Stored data:
********

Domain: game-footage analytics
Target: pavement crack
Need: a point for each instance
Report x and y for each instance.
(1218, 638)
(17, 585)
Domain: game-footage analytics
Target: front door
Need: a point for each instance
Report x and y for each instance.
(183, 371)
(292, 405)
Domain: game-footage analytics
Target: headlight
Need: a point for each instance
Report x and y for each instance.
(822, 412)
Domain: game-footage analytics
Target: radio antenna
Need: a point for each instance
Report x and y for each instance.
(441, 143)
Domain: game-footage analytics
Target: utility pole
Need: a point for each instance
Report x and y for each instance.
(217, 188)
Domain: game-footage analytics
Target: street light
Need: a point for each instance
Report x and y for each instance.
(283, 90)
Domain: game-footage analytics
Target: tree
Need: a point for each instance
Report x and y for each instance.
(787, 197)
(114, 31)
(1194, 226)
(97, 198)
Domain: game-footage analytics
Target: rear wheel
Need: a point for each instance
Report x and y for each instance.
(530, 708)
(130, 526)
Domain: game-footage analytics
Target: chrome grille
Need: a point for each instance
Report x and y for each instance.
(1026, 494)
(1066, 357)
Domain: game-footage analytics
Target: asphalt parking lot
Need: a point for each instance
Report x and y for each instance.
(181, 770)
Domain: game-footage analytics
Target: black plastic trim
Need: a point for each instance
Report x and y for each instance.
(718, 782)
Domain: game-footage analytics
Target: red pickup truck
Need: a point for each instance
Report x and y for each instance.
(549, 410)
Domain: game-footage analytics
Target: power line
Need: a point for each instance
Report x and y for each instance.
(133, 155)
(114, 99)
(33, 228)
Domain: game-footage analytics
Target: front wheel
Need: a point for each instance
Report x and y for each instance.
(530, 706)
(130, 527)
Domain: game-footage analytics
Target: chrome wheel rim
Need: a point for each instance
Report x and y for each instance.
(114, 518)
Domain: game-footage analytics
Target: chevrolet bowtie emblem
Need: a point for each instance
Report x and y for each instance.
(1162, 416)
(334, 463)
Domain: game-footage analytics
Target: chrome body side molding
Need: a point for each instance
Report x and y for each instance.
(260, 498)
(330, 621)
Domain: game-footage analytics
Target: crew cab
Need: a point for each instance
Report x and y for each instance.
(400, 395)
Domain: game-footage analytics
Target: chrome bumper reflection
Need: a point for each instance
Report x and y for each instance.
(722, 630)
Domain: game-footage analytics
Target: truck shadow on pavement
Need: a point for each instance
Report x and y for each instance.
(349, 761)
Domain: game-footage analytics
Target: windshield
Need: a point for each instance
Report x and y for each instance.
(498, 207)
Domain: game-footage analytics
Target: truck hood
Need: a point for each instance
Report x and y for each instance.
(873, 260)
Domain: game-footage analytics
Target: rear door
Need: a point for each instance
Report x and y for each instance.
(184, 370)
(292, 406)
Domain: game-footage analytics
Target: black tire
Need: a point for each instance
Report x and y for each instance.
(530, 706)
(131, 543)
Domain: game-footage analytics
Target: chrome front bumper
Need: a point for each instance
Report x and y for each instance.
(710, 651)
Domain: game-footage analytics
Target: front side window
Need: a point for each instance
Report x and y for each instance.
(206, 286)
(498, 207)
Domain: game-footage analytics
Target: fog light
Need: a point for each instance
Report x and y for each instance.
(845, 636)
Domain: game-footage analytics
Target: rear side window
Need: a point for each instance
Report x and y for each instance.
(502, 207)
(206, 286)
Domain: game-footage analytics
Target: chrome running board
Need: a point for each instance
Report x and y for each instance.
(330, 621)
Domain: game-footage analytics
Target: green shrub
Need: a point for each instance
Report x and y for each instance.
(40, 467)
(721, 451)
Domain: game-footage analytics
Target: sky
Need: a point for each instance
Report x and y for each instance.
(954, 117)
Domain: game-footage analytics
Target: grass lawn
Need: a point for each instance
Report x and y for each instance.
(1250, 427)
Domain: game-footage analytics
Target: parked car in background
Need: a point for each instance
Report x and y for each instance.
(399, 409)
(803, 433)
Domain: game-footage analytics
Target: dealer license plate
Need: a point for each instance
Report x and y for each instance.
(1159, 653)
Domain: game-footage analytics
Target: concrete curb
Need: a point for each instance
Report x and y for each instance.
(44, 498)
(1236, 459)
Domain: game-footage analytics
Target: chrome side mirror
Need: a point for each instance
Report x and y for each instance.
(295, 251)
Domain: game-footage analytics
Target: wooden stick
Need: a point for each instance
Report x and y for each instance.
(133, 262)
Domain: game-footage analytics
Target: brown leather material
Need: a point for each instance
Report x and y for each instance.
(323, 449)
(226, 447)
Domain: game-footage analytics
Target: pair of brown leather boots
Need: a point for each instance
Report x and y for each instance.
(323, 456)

********

Render every line of the records as a JSON list of strings, one string per line, skipping blank lines.

Written solution =>
[
  "Domain: game-footage analytics",
  "Target: pavement crack",
  "Need: a point for each instance",
  "Report x and y for each instance.",
  "(1218, 638)",
  "(17, 585)",
  "Domain: game-footage analytics",
  "Target: front door",
  "Need: a point for each instance",
  "Report x and y for each instance.",
  "(183, 371)",
  "(292, 405)",
  "Domain: game-footage analytics",
  "Target: headlight",
  "Need: a point for each instance",
  "Report x and y for each instance.",
  "(822, 412)",
  "Domain: game-footage analytics",
  "Target: radio antenna",
  "Need: a point for each instance",
  "Report x and y for each instance.",
  "(441, 143)",
  "Domain: game-footage analytics",
  "Target: utility pole",
  "Need: a point for each instance",
  "Report x and y for each instance.",
  "(217, 188)",
  "Domain: game-footage analytics",
  "Target: street light",
  "Need: a point for each instance",
  "Report x and y for each instance.",
  "(283, 90)",
  "Domain: game-footage analytics",
  "Target: tree",
  "Need: a point for each instance",
  "Report x and y for each instance.",
  "(787, 197)",
  "(114, 31)",
  "(1194, 226)",
  "(97, 198)",
  "Domain: game-footage analytics",
  "Target: rear wheel",
  "Need: a point for each instance",
  "Report x and y for each instance.",
  "(530, 708)",
  "(130, 526)",
  "Domain: game-footage analytics",
  "Target: chrome grille",
  "Need: a point for each instance",
  "Report x and y for each instance.",
  "(1026, 494)",
  "(1066, 357)",
  "Domain: game-footage analytics",
  "Target: asphalt parking lot",
  "Need: a point for each instance",
  "Report x and y for each instance.",
  "(181, 770)",
  "Domain: game-footage analytics",
  "Target: black plastic trim",
  "Need: a point for each instance",
  "Report x and y for each instance.",
  "(718, 782)",
  "Domain: game-footage analytics",
  "Target: red pickup truck",
  "Need: a point for each instance",
  "Report x and y for each instance.",
  "(549, 410)",
  "Domain: game-footage analytics",
  "Target: power line",
  "Need: a point for each instance",
  "Report x and y for each instance.",
  "(133, 155)",
  "(114, 99)",
  "(33, 228)",
  "Domain: game-footage analytics",
  "Target: front wheel",
  "Need: a point for each instance",
  "Report x and y for each instance.",
  "(530, 706)",
  "(130, 527)",
  "Domain: game-footage analytics",
  "Target: chrome wheel rim",
  "Need: a point for each instance",
  "Report x and y for each instance.",
  "(114, 518)",
  "Domain: game-footage analytics",
  "Target: chevrolet bowtie emblem",
  "Need: a point for each instance",
  "Report x and y for each instance.",
  "(1162, 416)",
  "(334, 463)",
  "Domain: game-footage analytics",
  "Target: chrome body side molding",
  "Need: a point for each instance",
  "Report x and y for each instance.",
  "(260, 498)",
  "(330, 621)",
  "Domain: game-footage analytics",
  "Target: crew cab",
  "Need: a point for each instance",
  "Report x and y for each instance.",
  "(400, 395)",
  "Domain: game-footage analytics",
  "Target: chrome bumper reflection",
  "Need: a point for each instance",
  "Report x and y for each instance.",
  "(722, 630)",
  "Domain: game-footage analytics",
  "Target: truck shadow on pavement",
  "Need: a point for each instance",
  "Report x and y for each instance.",
  "(349, 761)",
  "Domain: game-footage analytics",
  "Target: windshield",
  "Need: a point for each instance",
  "Report x and y for each instance.",
  "(498, 207)",
  "Domain: game-footage analytics",
  "Target: truck hood",
  "Need: a point for each instance",
  "Report x and y for each instance.",
  "(873, 260)",
  "Domain: game-footage analytics",
  "Target: rear door",
  "Need: a point for each instance",
  "Report x and y for each instance.",
  "(184, 370)",
  "(292, 406)",
  "Domain: game-footage analytics",
  "Target: black tire",
  "Need: a point for each instance",
  "Report x and y for each instance.",
  "(530, 706)",
  "(131, 543)",
  "Domain: game-footage analytics",
  "Target: chrome front bumper",
  "Need: a point for each instance",
  "Report x and y for each instance.",
  "(710, 651)",
  "Domain: game-footage analytics",
  "Target: front side window",
  "Need: a point for each instance",
  "Report x and y for each instance.",
  "(206, 286)",
  "(498, 207)",
  "Domain: game-footage analytics",
  "Target: fog light",
  "Need: a point for each instance",
  "Report x and y for each instance.",
  "(845, 636)",
  "Domain: game-footage analytics",
  "Target: rear side window",
  "Need: a point for each instance",
  "Report x and y for each instance.",
  "(502, 207)",
  "(206, 286)",
  "Domain: game-footage analytics",
  "Target: chrome running board",
  "Need: a point for each instance",
  "Report x and y for each instance.",
  "(330, 621)",
  "Domain: game-footage analytics",
  "Target: green shrub",
  "Need: a point for each instance",
  "Report x and y for each instance.",
  "(40, 467)",
  "(721, 451)",
  "Domain: game-footage analytics",
  "Target: sky",
  "Need: a point for each instance",
  "Report x and y for each instance.",
  "(954, 117)",
  "Domain: game-footage analytics",
  "Target: grass lawn",
  "Need: a point for each instance",
  "Report x and y for each instance.",
  "(1250, 427)",
  "Domain: game-footage analytics",
  "Target: parked car in background",
  "Need: a point for each instance",
  "Report x and y for each instance.",
  "(399, 409)",
  "(803, 433)",
  "Domain: game-footage analytics",
  "Target: dealer license plate",
  "Need: a point for each instance",
  "Report x and y for each instance.",
  "(1159, 653)",
  "Domain: game-footage analytics",
  "Target: concrete curb",
  "Need: a point for each instance",
  "Report x and y for each instance.",
  "(44, 498)",
  "(1236, 459)",
  "Domain: game-footage analytics",
  "Target: chrome side mirror",
  "Need: a point for each instance",
  "Report x and y for each instance.",
  "(295, 251)",
  "Domain: game-footage analytics",
  "Target: wooden stick",
  "Need: a point for each instance",
  "Report x and y for each instance.",
  "(133, 262)",
  "Domain: game-footage analytics",
  "Target: brown leather material",
  "Need: a point for each instance",
  "Report x and y for each instance.",
  "(323, 449)",
  "(226, 447)",
  "Domain: game-footage analytics",
  "Target: pair of brown leather boots",
  "Need: a point for each instance",
  "Report x and y for each instance.",
  "(323, 456)"
]